▸ ACTIVIDAD:
Copia de nuevo el pasaje de la reseña que empieza con "Madrid hace" y acaba con "de estas cosas.", pero cambia "editor" por "corrector".

▸ TEXTO DE REFERENCIA:

╔══

Madrid hace
cincuenta años visto por un diplomático extranjero
Frances Erskine
Inglis
Prólogo de Raquel
Sánchez y David San Narciso
Ediciones Ulises. Sevilla,
2022.
La labor del editor es de esas que, cuanto más perfectas
son, menos se notan. Entre el texto tal como sale de la mano del autor y cómo
llega a los lectores en el libro impreso, hay una serie de trabajos
intelectuales, a menudo anónimos, que casi nunca se valoran, pero cuya ausencia
nunca pasa inadvertida, salvo para los reseñistas habituales, que no suelen
ocuparse de estas cosas.

╚══

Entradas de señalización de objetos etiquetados

╔══

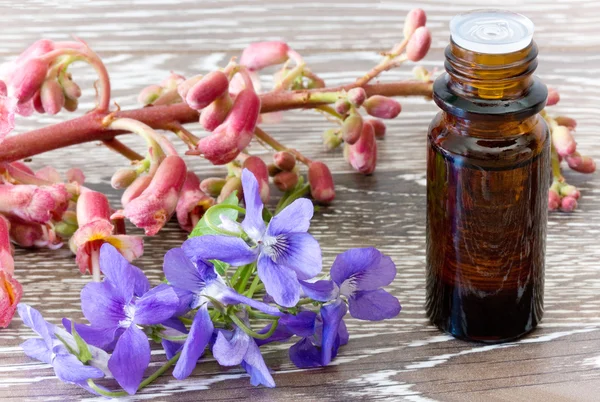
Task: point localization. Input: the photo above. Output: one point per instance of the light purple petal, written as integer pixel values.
(253, 223)
(156, 306)
(320, 290)
(255, 365)
(332, 316)
(373, 305)
(199, 336)
(102, 307)
(304, 354)
(294, 218)
(300, 252)
(282, 284)
(37, 349)
(230, 352)
(232, 250)
(130, 359)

╚══

▸ SOLUCIÓN:
Madrid hace
cincuenta años visto por un diplomático extranjero
Frances Erskine
Inglis
Prólogo de Raquel
Sánchez y David San Narciso
Ediciones Ulises. Sevilla,
2022.
La labor del corrector es de esas que, cuanto más perfectas
son, menos se notan. Entre el texto tal como sale de la mano del autor y cómo
llega a los lectores en el libro impreso, hay una serie de trabajos
intelectuales, a menudo anónimos, que casi nunca se valoran, pero cuya ausencia
nunca pasa inadvertida, salvo para los reseñistas habituales, que no suelen
ocuparse de estas cosas.